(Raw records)
:::

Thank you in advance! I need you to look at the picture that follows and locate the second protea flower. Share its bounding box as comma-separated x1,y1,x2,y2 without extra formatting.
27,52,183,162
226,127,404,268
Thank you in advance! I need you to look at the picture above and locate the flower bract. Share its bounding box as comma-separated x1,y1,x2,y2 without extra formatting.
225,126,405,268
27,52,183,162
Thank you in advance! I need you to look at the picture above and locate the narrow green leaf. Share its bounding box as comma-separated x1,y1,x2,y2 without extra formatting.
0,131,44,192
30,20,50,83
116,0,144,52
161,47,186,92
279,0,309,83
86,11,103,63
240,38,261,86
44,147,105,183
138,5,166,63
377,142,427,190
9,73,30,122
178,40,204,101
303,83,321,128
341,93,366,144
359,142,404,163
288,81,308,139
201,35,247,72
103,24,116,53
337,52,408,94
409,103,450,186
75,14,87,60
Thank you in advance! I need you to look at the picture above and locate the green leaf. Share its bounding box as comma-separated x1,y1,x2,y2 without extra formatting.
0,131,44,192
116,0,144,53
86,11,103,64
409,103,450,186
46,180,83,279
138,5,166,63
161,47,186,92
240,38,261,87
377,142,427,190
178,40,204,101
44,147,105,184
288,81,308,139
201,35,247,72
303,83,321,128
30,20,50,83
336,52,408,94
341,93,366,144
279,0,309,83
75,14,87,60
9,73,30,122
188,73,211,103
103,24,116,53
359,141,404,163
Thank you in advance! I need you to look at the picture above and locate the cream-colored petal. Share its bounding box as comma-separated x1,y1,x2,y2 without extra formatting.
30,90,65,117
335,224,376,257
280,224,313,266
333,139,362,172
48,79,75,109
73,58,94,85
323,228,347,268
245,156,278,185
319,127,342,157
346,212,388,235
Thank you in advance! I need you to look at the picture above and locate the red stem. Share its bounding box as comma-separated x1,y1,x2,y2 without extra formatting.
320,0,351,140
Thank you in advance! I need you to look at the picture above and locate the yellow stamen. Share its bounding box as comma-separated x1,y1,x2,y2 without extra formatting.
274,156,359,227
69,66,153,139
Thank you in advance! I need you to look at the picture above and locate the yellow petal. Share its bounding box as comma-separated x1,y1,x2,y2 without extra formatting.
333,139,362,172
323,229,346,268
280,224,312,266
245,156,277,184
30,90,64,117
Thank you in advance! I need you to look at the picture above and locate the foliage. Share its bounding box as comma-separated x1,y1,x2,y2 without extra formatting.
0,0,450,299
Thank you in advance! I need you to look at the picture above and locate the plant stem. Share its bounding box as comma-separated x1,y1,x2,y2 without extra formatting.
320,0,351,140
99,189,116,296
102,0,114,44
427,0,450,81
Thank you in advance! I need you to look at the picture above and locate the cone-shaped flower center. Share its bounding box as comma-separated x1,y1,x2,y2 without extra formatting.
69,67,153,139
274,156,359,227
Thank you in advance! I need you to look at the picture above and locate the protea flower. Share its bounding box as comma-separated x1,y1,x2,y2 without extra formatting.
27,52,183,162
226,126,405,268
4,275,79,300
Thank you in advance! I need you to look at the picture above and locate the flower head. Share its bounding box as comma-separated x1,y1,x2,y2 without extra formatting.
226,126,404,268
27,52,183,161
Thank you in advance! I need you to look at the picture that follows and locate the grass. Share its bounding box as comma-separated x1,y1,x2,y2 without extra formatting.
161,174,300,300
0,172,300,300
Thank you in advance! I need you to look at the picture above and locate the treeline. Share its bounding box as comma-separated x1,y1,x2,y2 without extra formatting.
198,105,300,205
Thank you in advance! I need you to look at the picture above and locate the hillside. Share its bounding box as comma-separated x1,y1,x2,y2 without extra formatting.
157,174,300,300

:::

Required work →
Rewrite the part of the items that opens with the line containing "the flower head." and closes with the line containing "0,172,300,300", swapping "grass" for "lawn" and changing nothing else.

Worked solution →
Thank you in advance! I need you to look at the picture above and locate the flower head. Share its bounding box as comma-separated x1,y1,x2,y2 without extra formatting.
226,126,404,268
27,52,183,161
Thank you in advance! I need you to look at the picture that follows and locate the lawn. Share its bounding box as comma-separated x1,y1,x2,y2 without extra formatting.
161,174,300,300
0,172,300,300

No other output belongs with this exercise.